--- START ---
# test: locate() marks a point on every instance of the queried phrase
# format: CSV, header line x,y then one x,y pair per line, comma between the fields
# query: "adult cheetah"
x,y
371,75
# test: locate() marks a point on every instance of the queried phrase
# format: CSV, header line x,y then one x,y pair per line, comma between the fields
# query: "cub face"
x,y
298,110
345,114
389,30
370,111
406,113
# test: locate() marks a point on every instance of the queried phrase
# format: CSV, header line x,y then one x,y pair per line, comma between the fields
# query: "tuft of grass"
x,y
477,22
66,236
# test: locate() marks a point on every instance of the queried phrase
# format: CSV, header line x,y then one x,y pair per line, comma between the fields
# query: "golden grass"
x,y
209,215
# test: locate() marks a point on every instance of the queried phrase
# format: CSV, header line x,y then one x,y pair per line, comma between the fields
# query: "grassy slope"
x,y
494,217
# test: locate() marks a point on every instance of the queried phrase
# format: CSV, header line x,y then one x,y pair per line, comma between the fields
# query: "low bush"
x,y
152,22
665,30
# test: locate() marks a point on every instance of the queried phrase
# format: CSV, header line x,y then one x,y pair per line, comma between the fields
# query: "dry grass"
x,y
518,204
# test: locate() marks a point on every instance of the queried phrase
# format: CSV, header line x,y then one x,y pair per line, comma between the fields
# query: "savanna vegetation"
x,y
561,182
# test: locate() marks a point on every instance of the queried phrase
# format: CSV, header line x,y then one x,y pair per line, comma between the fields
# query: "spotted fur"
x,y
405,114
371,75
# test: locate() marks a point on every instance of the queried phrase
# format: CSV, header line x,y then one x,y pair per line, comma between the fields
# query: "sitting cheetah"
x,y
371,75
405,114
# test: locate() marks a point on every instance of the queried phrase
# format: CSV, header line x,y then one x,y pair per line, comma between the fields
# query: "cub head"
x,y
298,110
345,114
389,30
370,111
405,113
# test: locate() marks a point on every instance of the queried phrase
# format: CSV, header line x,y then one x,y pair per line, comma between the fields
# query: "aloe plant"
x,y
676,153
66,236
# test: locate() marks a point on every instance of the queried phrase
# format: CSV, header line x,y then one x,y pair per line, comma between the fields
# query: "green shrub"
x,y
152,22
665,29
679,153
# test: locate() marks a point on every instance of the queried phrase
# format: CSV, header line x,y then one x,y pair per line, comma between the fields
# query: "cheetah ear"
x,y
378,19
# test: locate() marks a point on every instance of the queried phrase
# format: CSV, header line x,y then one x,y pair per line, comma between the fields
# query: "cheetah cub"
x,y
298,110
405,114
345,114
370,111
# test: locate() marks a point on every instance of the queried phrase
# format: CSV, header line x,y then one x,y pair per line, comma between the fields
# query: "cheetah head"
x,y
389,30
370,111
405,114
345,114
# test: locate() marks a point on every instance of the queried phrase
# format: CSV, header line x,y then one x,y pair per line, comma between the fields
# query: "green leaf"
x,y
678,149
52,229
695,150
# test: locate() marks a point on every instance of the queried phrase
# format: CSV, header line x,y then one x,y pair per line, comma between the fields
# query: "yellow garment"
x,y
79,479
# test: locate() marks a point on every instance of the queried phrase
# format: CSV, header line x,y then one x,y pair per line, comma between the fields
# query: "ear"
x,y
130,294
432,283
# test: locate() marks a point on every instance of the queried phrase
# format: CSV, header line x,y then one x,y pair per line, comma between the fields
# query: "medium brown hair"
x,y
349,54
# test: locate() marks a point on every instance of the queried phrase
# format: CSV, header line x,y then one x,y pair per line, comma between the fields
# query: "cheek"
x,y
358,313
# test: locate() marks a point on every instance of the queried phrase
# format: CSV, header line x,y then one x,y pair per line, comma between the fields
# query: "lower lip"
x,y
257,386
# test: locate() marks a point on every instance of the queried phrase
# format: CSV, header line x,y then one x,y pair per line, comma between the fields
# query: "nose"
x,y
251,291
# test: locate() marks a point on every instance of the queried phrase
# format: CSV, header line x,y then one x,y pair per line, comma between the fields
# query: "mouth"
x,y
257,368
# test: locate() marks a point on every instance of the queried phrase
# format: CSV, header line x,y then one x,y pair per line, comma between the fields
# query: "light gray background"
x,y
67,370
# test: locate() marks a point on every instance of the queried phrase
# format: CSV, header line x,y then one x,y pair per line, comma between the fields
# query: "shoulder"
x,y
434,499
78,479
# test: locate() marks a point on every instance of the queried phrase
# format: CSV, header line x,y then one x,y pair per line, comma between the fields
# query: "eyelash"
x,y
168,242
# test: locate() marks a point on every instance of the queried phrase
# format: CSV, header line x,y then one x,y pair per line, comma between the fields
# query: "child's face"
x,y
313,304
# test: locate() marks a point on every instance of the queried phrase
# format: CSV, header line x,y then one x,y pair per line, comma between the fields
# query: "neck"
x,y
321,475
--- END ---
* WHAT THE TASK REQUIRES
This exercise asks for every line of the records to be repeated exactly.

* EXERCISE RESPONSE
# test: locate() marks a point on every instance of the queried phrase
# format: CSV, header line x,y then one x,y pair per line, comma between the fields
# query: "adult cheetah"
x,y
371,75
# test: locate() marks a point on every instance of the queried phrase
# format: CSV, header line x,y then one x,y pair per line, comma between the fields
# query: "cub face"
x,y
298,110
345,114
389,30
370,111
406,113
# test: locate() marks a point on every instance of the queried phrase
# format: CSV, header line x,y then one x,y pair per line, comma between the fields
# query: "tuft of grass"
x,y
477,22
66,236
# test: locate() marks a point on every instance of the queried phrase
# format: CSV, header line x,y then one x,y pair per line, comma between the fields
# query: "golden grass"
x,y
209,215
# test: locate() marks a point on every instance of the queried phrase
# format: CSV, header line x,y then one x,y pair per line, comma between the fields
# query: "grassy slope"
x,y
494,217
# test: locate() marks a point on every instance of the queried phrase
# format: CSV, header line x,y then one x,y pair per line, comma between the fields
# query: "low bush"
x,y
152,22
665,30
# test: locate() marks a point on every instance of the queried phrase
# format: CSV, header line x,y then one x,y pair per line, comma between the fields
# query: "dry grass"
x,y
518,204
# test: locate() marks a point on every instance of the queried phrase
# format: CSV, header line x,y then one x,y pair per line, comma between the fields
# query: "savanna vegetation"
x,y
561,182
# test: locate() marks a point on every instance of the queried phrase
# format: CSV, header line x,y then one x,y pair per line, comma between the fields
# query: "spotted fur"
x,y
405,114
371,75
# test: locate() marks a point on every instance of the queried phrase
# format: CSV, header line x,y then one x,y pair per line, comma between the fields
# query: "sitting cheetah"
x,y
371,75
405,114
# test: locate() marks a point on every instance of the queried phrase
# format: CSV, header line x,y then one x,y pair per line, comma between the fields
# query: "cub head"
x,y
298,110
345,114
389,30
370,111
405,113
# test: locate() marks a point on every instance of the queried phrase
# format: CSV, header line x,y then one x,y pair per line, comma between the fields
# query: "aloe plant"
x,y
676,153
66,236
# test: locate() marks a point on every instance of the queried phrase
# format: CSV, header line x,y then one x,y pair per line, comma between the fields
# query: "green shrub"
x,y
152,22
665,29
679,153
# test: locate() marks a point on every instance of the queried phrase
# format: CSV, header line x,y then one x,y pair per line, comma between the fields
# query: "cheetah ear"
x,y
378,19
# test: locate() marks a point on every instance of the queried phrase
# format: CSV, header line x,y then one x,y pair per line, comma between the fields
# query: "cheetah cub"
x,y
298,110
405,114
345,114
370,111
# test: locate() marks a point on every instance of the queried phrase
# format: CSV, header line x,y then one x,y pair per line, comma between the fields
# query: "cheetah head"
x,y
389,30
370,111
405,114
345,114
# test: locate() marks a point on every instance of the queried phrase
# format: CSV, header line x,y then one x,y pair per line, comma between the fields
# query: "green leaf"
x,y
678,149
52,229
695,150
# test: locate() marks a point on every instance of the queried phrase
# format: CSV, header line x,y then one x,y pair per line, comma between the fields
# query: "yellow garment"
x,y
79,479
# test: locate() marks a point on every instance of the queried phrase
# format: CSV, header line x,y then one x,y pair per line, comma between the fields
# query: "ear"
x,y
130,294
432,283
# test: locate() marks a point on every instance of the queried phrase
# format: CSV, header line x,y then one x,y pair per line, comma between the fields
# query: "medium brown hair"
x,y
349,54
# test: locate() marks a point on every instance of the queried phrase
# format: CSV, header line x,y then one x,y pair per line, comma between the fields
# query: "cheek"
x,y
358,313
# test: locate() marks a point on every instance of the queried phrase
# format: CSV, header line x,y then one x,y pair per line, comma between the fields
# query: "lower lip"
x,y
257,386
# test: locate() marks a point on every instance of the queried phrase
# format: CSV, header line x,y then one x,y pair per line, comma between the fields
# query: "nose"
x,y
251,291
# test: locate() marks a point on every instance of the queried phrase
# format: CSV, header line x,y then one x,y pair per line, comma between the fields
# query: "mouth"
x,y
257,368
# test: locate() marks a point on every instance of the queried phrase
# format: CSV, header line x,y then one x,y pair per line, comma between the fields
# query: "light gray background"
x,y
67,370
# test: locate() marks a point on every instance of the queried phrase
# format: CSV, header line x,y then one x,y pair per line, comma between the fields
# query: "shoulder"
x,y
434,499
78,479
# test: locate() marks a point on every instance of the queried phrase
# format: CSV, header line x,y then one x,y pair per line, comma between the fields
# query: "eyelash"
x,y
168,242
# test: locate() marks a point on every instance of the queried phrase
# format: CSV, header line x,y then one x,y pair per line, comma between the fields
# query: "child's face"
x,y
313,304
# test: locate() marks a point on every instance of the queried phrase
# format: CSV, header line x,y then one x,y pair per line, comma between the fields
# query: "neck"
x,y
321,475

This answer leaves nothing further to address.